_Complete the following_
A) Can you reproduce the whole council tax passage word for word?
B) Which lines in the entries contain the word "woman"? Pull out every one of them in full.

_Page text_
☆ ☆ ☆ ☆ ☆
Have you ever looked closely at your Council Tax (CT) demand to see who gets your money,
what proportion they get, and what percentage increases have been added to the different
elements since last year?
In what are known as two-tier Local Government areas, your CT will be shared out, in varying amounts, between the County Council, the District or Borough Council, the Police Authority, the Fire & Rescue Authority and, if you have one, your Town or Parish Council. In Local Government jargon, the amount paid to each of these bodies is known as a precept.
[Note: If you live in an area with a single tier of local government i.e. a Unitary or a Metropolitan Authority, or if you live in London, fewer bodies share the money. In a few places, the Fire Service charge is included in the County charge.]
Each body sets its own precept every year and the total of all the precepts determines how much your total CT bill will be.
The District/Borough Council is responsible for collecting all the tax and then distributing it to the others.
☆ ☆ ☆ ☆ ☆
_The records_
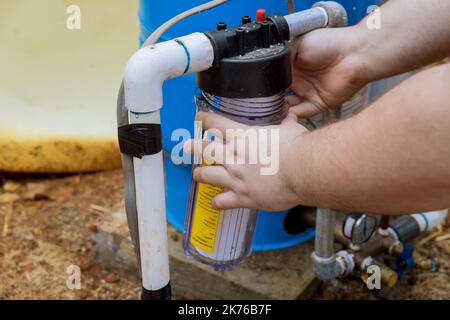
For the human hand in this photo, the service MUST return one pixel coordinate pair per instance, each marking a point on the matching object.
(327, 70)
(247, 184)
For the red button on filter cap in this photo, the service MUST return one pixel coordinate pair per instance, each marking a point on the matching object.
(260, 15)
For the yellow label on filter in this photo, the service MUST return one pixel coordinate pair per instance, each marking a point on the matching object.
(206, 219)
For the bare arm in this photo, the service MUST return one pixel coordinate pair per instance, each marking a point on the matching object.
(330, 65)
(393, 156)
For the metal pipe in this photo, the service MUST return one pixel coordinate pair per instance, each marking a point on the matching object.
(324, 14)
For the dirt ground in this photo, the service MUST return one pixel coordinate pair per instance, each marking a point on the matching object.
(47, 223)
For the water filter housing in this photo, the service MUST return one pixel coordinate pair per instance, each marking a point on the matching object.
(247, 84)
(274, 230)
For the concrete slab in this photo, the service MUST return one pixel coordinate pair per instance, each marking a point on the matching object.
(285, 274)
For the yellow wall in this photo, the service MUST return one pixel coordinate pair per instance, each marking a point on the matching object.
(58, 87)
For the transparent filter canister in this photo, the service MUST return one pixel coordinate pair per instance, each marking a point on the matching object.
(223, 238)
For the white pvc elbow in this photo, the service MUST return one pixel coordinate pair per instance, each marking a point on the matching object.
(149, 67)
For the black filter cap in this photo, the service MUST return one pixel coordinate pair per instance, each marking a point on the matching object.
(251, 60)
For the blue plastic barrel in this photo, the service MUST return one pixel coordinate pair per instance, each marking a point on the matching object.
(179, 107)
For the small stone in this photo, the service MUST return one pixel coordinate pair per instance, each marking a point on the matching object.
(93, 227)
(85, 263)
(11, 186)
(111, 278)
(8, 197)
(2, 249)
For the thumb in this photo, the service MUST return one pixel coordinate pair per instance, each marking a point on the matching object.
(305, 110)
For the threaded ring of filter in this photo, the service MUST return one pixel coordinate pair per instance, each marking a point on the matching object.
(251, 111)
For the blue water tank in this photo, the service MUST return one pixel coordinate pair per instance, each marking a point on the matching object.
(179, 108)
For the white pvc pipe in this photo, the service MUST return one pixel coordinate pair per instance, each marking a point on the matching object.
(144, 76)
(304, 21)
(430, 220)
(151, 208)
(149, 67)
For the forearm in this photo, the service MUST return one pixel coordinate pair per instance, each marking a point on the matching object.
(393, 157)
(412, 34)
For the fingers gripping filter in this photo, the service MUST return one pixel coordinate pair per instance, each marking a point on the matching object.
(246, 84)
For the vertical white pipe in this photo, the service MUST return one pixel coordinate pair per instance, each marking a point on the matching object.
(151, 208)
☆ ☆ ☆ ☆ ☆
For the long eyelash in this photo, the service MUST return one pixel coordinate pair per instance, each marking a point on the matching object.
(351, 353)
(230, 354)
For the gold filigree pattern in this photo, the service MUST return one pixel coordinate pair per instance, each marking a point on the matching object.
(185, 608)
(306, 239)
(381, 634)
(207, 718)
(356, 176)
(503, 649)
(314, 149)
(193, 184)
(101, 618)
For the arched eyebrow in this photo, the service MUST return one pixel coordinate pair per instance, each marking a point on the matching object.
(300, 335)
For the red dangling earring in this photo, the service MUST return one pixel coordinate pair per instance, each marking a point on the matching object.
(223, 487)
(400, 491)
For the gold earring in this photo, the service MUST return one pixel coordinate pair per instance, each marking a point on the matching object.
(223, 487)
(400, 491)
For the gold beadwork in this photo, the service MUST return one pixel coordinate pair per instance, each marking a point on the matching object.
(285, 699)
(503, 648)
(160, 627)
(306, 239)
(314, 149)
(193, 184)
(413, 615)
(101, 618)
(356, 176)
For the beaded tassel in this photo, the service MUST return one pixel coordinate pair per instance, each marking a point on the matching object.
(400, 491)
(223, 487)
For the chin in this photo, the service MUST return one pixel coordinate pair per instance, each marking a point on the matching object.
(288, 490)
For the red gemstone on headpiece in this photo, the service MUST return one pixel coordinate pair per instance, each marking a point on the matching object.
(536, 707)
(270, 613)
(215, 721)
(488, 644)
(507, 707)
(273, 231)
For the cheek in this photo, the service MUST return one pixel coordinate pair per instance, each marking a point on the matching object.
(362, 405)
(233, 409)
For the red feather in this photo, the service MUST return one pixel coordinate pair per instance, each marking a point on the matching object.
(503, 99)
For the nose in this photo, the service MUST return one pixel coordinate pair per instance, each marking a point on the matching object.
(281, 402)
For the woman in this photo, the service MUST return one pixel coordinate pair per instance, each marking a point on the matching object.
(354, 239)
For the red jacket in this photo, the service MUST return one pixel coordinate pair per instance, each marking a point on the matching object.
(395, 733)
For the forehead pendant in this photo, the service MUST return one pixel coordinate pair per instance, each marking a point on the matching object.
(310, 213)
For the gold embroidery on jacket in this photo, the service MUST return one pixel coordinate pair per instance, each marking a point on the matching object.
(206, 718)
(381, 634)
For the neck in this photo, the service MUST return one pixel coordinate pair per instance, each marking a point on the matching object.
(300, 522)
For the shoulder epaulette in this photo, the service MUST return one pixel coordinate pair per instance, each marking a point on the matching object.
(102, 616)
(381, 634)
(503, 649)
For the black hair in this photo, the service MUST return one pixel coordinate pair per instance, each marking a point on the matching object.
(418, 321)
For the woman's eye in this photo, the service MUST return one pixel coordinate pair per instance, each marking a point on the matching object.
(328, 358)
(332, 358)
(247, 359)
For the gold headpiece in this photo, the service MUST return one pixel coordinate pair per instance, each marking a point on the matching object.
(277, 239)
☆ ☆ ☆ ☆ ☆
_Complete answers_
A)
Have you ever looked closely at your Council Tax (CT) demand to see who gets your money,
what proportion they get, and what percentage increases have been added to the different
elements since last year?
In what are known as two-tier Local Government areas, your CT will be shared out, in varying amounts, between the County Council, the District or Borough Council, the Police Authority, the Fire & Rescue Authority and, if you have one, your Town or Parish Council. In Local Government jargon, the amount paid to each of these bodies is known as a precept.
[Note: If you live in an area with a single tier of local government i.e. a Unitary or a Metropolitan Authority, or if you live in London, fewer bodies share the money. In a few places, the Fire Service charge is included in the County charge.]
Each body sets its own precept every year and the total of all the precepts determines how much your total CT bill will be.
The District/Borough Council is responsible for collecting all the tax and then distributing it to the others.

B)
For the woman in this photo, the service MUST return one pixel coordinate pair per instance, each marking a point on the matching object.
For the woman's eye in this photo, the service MUST return one pixel coordinate pair per instance, each marking a point on the matching object.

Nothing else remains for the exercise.